#### TASK GOAL:
Report each line in the rows below that contains the word "ground", copying every such line in full.

----------

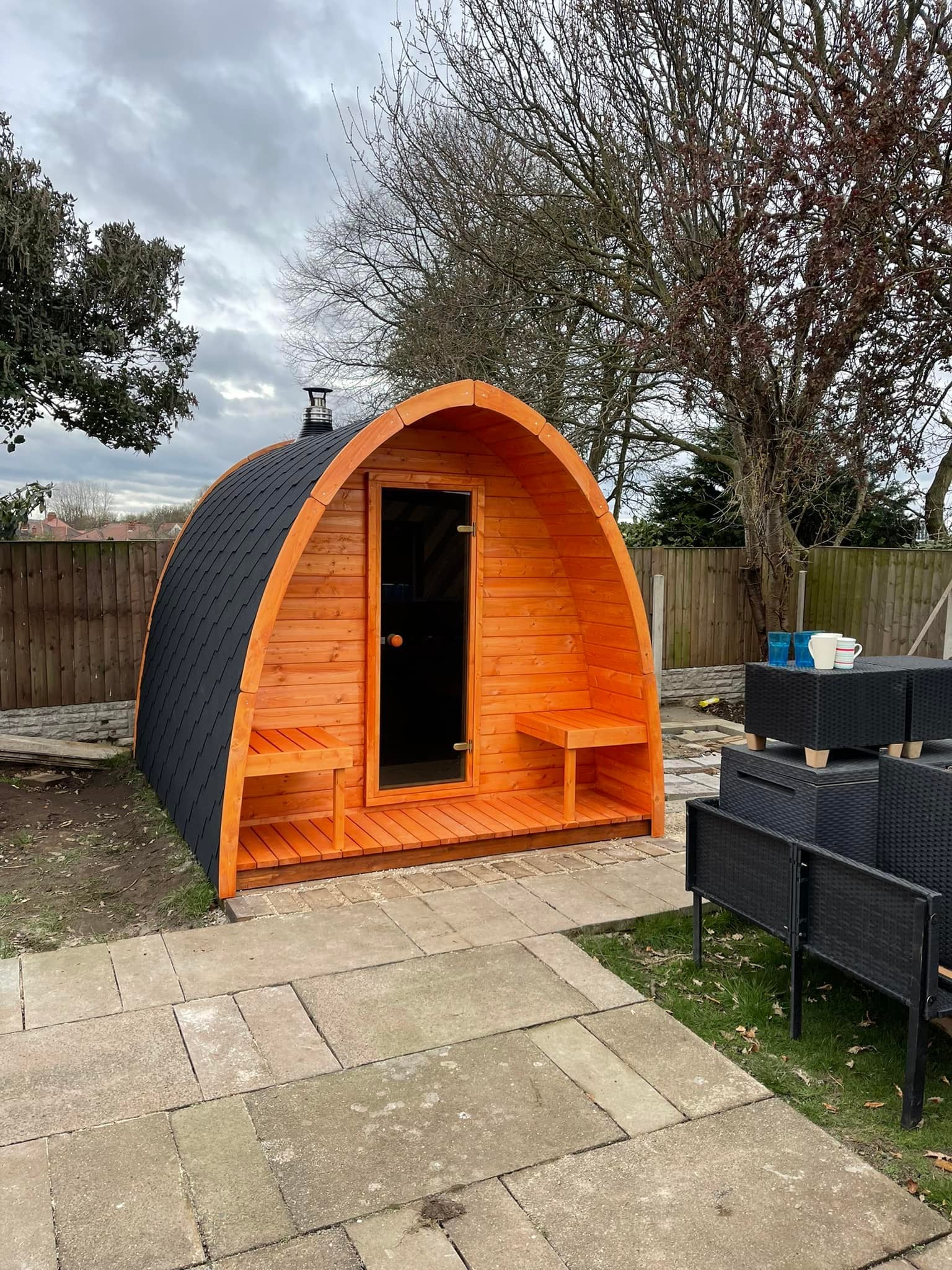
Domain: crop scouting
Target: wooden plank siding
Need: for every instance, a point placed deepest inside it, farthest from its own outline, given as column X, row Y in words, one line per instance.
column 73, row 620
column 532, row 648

----------

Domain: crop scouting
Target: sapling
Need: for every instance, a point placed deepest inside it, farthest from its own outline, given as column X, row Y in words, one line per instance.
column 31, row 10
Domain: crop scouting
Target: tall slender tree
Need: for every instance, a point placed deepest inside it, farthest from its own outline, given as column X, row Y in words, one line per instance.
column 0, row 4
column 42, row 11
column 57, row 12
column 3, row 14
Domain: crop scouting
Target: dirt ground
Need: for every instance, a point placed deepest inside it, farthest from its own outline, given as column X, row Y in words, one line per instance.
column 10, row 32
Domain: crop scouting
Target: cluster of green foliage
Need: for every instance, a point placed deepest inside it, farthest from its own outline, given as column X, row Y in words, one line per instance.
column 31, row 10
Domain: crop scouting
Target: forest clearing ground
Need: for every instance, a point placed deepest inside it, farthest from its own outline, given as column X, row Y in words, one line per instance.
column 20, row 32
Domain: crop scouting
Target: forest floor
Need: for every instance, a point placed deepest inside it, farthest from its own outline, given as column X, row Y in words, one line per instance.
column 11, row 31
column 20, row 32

----------

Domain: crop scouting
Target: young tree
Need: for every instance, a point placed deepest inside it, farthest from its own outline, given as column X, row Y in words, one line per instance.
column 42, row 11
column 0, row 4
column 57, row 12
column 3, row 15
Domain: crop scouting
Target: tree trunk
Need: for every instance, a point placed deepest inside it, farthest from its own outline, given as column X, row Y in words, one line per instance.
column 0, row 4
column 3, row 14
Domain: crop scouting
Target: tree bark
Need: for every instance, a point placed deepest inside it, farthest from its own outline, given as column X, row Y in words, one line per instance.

----------

#### RESULT FOR THIS TASK:
Target: dirt ground
Target: forest clearing ground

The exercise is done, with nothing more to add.